TASKS:
A – In the statement on new coal-fired power stations, which body does the speaker envisage as the independent judge of when CCS is proven?
B – Copy the passage of the statement on new coal-fired power stations starting at "I believe CCS" and ending at "I have outlined.".

QUOTED PASSAGE:
I therefore propose two new conditions that any new coal-fired power station must meet to gain consent in England and Wales. We are proceeding with a strategic environmental assessment and will consult formally in the summer. First, we must send a decisive signal that change starts now, so I propose a requirement to demonstrate CCS on a substantial proportion of any new coal-fired power station. We will propose for consultation a requirement to demonstrate at least 300 MW of net capacity or around 400 MW of gross output as a condition of any consent. The demonstration condition would mean that henceforth unabated coal-fired power stations would not get Government consent. Secondly, alongside that, we must secure not just a commitment to demonstrate, but, when the technology is proven, a commitment that CCS will be fitted on the entire plant.
The Committee on Climate Change concluded that
"conventional coal-fired power generation should only be built on the expectation that it will be retro-fitted with CCS by the early 2020s"— the earliest it believes will be feasible. With the demonstrations in the UK and abroad, we will plan on the basis that CCS will be technically and economically proven by 2020. There will be an independent judge of when the technology is proven and I envisage the Environment Agency playing that role. Every coal-fired power station built from now would have to commit to retrofitting CCS on the whole plant—100 per cent.—within five years of 2020, subject to the technology being ready. Once the technology had been judged as proven, every new coal-fired power station would have to commit to CCS, not just on a portion, but on the whole plant.
I believe CCS will be effective and can be shown to work, but I will seek views in the consultation on whether we need a safety net if it does not become proven as quickly as we expect. We will also consult on whether, through an emissions performance standard, it is possible to implement the conditions I have outlined.
The new conditions come on top of the requirement on every power station to buy carbon permits, which under the EU emissions trading scheme are capped and falling. I believe that the funding for demonstrations and the conditions I have proposed meet the criteria I have set out. They set us on a decisive low-carbon path, with the UK doing more than any other country to demonstrate and deploy CCS, and they are the most environmentally ambitious coal conditions of any country in the world. They protect security of supply by making possible the only sustainable long-term diversity there is—low-carbon diversity.
I have received representations that there should be 100 per cent. CCS on new coal from day one, but I believe that they do not appreciate the need that still exists to demonstrate the technology before full-scale commercial deployment is possible. Such a condition would reduce the range of technologies that could be affordably demonstrated, would mean that demonstration of post-combustion CCS would be far less likely, and would fail to meet our international obligation to drive forward low-carbon technology.

INFORMATION PROVIDED:

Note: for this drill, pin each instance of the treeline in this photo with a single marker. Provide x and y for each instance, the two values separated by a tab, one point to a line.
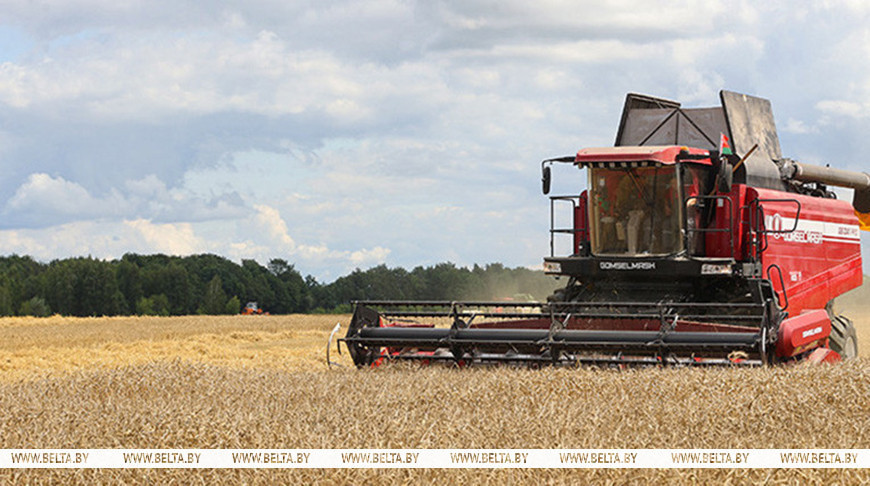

ANSWERS TO THE TASKS:
A – The Environment Agency.

B –
I believe CCS will be effective and can be shown to work, but I will seek views in the consultation on whether we need a safety net if it does not become proven as quickly as we expect. We will also consult on whether, through an emissions performance standard, it is possible to implement the conditions I have outlined.